>> BEGIN Entries supplied

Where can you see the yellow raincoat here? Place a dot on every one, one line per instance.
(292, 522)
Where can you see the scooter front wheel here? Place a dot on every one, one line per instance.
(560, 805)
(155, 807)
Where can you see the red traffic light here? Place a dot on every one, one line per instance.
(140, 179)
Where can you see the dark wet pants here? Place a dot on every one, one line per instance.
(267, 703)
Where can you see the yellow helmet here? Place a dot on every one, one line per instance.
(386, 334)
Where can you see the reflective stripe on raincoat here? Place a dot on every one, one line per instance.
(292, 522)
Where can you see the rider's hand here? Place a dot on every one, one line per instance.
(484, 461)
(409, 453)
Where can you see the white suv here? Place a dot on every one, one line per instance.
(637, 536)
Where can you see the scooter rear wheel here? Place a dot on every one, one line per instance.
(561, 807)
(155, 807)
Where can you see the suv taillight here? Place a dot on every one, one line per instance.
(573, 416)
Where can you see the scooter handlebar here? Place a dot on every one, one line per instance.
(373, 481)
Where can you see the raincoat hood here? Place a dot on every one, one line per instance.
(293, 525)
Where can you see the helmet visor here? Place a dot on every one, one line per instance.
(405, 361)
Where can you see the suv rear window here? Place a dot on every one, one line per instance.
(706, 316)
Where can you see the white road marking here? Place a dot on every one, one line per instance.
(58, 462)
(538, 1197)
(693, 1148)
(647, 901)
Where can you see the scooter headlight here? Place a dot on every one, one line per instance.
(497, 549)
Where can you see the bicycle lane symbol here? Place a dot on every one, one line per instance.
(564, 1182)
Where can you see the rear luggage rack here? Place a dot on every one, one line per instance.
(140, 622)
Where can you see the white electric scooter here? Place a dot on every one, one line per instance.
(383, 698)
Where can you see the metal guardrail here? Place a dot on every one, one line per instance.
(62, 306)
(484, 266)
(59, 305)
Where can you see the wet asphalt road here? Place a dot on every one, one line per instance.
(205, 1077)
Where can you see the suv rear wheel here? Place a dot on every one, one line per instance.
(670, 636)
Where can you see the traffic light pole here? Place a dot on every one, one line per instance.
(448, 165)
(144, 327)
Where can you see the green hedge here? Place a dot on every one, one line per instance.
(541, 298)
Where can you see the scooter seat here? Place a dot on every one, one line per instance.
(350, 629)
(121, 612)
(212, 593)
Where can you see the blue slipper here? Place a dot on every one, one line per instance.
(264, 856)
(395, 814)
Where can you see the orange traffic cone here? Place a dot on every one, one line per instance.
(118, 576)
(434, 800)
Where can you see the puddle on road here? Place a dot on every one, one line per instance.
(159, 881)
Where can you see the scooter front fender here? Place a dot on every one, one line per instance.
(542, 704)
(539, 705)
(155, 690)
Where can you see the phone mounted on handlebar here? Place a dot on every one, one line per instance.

>> END Entries supplied

**What to produce:** Reproduce each entry exactly, leaving out nothing.

**Reply to the exercise:**
Where can you see the yellow raincoat here? Place a dot on every one, one line per instance.
(292, 522)
Where can you see the scooter front wheel here? Place a dot on every one, one line per instance.
(560, 805)
(155, 807)
Where can you see the red traffic light here? Place a dot on every one, one line per instance.
(140, 179)
Where can you see the dark wet pants here? Place a dot on every one, one line per instance.
(267, 703)
Where can you see the yellow helmet here? Place a dot on every one, one line per instance.
(386, 334)
Where can you see the reflective stripe on raincoat here? Place a dot on every one, one line per instance.
(292, 522)
Where can you see the rider's hand here? Place a dot on every one, one line per instance.
(484, 461)
(409, 453)
Where can you see the white suv here? Place a dot on every one, one line per instance.
(637, 536)
Where can you see the scooter rear wheel here? Place a dot on every one, one line per instance.
(561, 807)
(155, 807)
Where can you see the suv taillight here? Place a dot on every one, one line per instance.
(573, 416)
Where can you see the scooter handlebar here? Place a dot on every one, one line per instance.
(373, 481)
Where can you see the raincoat hood here? Place a dot on every one, one line per instance.
(293, 525)
Where can you see the helmet visor here? Place a dot on every one, one line per instance.
(405, 361)
Where can you see the suv rear window here? Place a dot on every one, one line per instance.
(706, 316)
Where can you see the white road marking here? Place a dot on every one, one line per instance.
(58, 462)
(538, 1197)
(693, 1148)
(647, 901)
Where can you see the scooter headlight here? Place a dot on every one, one line per instance.
(497, 549)
Where can you see the bicycle lane symbol here? Place a dot on every one, one line per instance.
(564, 1182)
Where can you see the rear luggage rack here? Place a dot on every one, one line per instance.
(140, 622)
Where can you see the white electric scooter here? Place a dot on every one, one line per instance.
(383, 698)
Where can you see the metal guardrail here? Place a dot on every one, one line per instance.
(62, 306)
(484, 266)
(59, 305)
Where can you see the wet asphalt road here? Place a dot on every one, one line per instance.
(205, 1077)
Where can you see the suv rear wheel here? Place a dot on every one, one line per instance.
(670, 636)
Where can you see the traffic light pole here? Place a dot on every one, one line per instance.
(448, 165)
(144, 327)
Where can you see the green hedge here? Place a dot on every one, one line per instance.
(541, 298)
Where can you see the scooter seat here? Place a dot on every one, one line per instance.
(350, 629)
(121, 612)
(212, 593)
Where can you see the blue slipper here? Place a dot on every one, one line per instance.
(264, 856)
(395, 814)
Where can you see the orange traffic cone here? Place a dot on every one, one line per instance.
(118, 576)
(434, 800)
Where can you see the puddle on road here? Place a dot on every one, one line per instance.
(159, 881)
Where can you see the scooter front fender here? Place a dot on every one, one line per instance.
(542, 704)
(539, 705)
(155, 690)
Where can you see the phone mounted on handlebar here? Place a dot on every one, one line per instance.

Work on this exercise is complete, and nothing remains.